INSTRUCTIONS FOR THE TASK: Output all of the entries exactly as written.

INPUT ROWS:

□ □ □ □ □ □ □

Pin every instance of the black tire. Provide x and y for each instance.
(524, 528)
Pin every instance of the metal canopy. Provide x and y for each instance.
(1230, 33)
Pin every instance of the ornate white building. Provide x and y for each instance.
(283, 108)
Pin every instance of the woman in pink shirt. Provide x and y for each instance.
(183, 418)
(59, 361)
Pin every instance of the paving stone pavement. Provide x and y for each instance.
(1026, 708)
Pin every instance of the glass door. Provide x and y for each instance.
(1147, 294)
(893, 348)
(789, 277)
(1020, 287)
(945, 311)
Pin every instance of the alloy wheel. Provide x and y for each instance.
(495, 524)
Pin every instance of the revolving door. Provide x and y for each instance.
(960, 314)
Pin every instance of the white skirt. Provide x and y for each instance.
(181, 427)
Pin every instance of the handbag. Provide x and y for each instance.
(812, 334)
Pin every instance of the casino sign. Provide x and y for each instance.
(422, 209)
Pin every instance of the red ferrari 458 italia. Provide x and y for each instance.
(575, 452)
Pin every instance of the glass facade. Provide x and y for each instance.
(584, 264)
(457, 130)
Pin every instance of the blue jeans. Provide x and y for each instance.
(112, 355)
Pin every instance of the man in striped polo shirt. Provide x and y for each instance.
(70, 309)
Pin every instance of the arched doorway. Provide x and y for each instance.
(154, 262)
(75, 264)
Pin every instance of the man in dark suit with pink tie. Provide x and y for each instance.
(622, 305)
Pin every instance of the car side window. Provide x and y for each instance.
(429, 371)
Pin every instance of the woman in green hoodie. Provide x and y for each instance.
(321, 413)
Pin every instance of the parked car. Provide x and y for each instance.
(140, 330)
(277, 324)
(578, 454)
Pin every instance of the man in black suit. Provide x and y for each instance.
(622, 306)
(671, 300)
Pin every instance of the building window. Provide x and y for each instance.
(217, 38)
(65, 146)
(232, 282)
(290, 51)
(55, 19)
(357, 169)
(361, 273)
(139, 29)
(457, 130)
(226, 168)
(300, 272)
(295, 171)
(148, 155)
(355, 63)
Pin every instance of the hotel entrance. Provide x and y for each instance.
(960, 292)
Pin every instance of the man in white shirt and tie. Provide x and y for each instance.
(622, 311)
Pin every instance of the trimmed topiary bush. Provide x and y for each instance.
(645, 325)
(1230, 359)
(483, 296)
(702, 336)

□ □ □ □ □ □ □

WORKED SOLUTION:
Pin every instance of the black tire. Provide x and y for each instance.
(524, 528)
Pin every instance of the metal canopy. Provide x and y for each instance.
(1230, 33)
Pin every instance of the ornate white building. Provide x and y for each instance.
(283, 108)
Pin every instance of the woman in pink shirt. Provide x and y for each instance.
(183, 418)
(59, 361)
Pin every instance of the paving stone pavement. Provide x and y for each instance.
(1026, 708)
Pin every instance of the glass door. Provide x and y for each instance.
(1147, 294)
(893, 348)
(789, 277)
(1020, 287)
(945, 311)
Pin every instance of the alloy wheel. Provide x and y for each instance.
(495, 524)
Pin every instance of the revolving door. Provide x and y for each instance.
(960, 314)
Pin every instance of the white skirt. Provide x and y for each instance.
(181, 427)
Pin every instance of the handbag. Provide x and y for each instance.
(812, 334)
Pin every instance of the casino sign. Provide x and y for each instance.
(422, 209)
Pin every instance of the red ferrari 458 italia. Provide x and y for each instance.
(575, 452)
Pin every instance of the glass facade. Provide x and y for each instance.
(584, 264)
(457, 130)
Pin every instance of the blue jeans. Provide x and y for each instance.
(112, 355)
Pin every instance of the man in striped polo shirt. Provide x and y for each instance.
(70, 309)
Pin every instance of the arched doorway. Provide x and y for each instance.
(154, 262)
(75, 264)
Pin every instance of the man in dark suit with pink tie. Provide x and y for each instance.
(622, 305)
Pin every instance of the car side window. Provide x and y for each instance.
(429, 371)
Pin every instance of the woman in green hoodie. Provide x and y for each instance.
(321, 413)
Pin every instance of the parked car. Provide x and y for each instance.
(140, 330)
(277, 324)
(578, 454)
Pin every instance of the man in black suit. Provide x and y for each instance.
(622, 306)
(671, 300)
Pin every instance of the building window. Provide x and y for each instance.
(217, 38)
(65, 146)
(232, 282)
(290, 51)
(55, 19)
(357, 169)
(361, 273)
(139, 29)
(457, 130)
(226, 168)
(300, 272)
(295, 171)
(148, 155)
(355, 63)
Pin every instance of the hotel entrance. Provide x and y for each instance.
(960, 292)
Pin every instance of the man in white shirt and tie. Provide x and y for each instance.
(622, 311)
Pin every instance of the trimmed topiary bush. Provide x and y for each instance.
(645, 325)
(1230, 359)
(483, 296)
(702, 336)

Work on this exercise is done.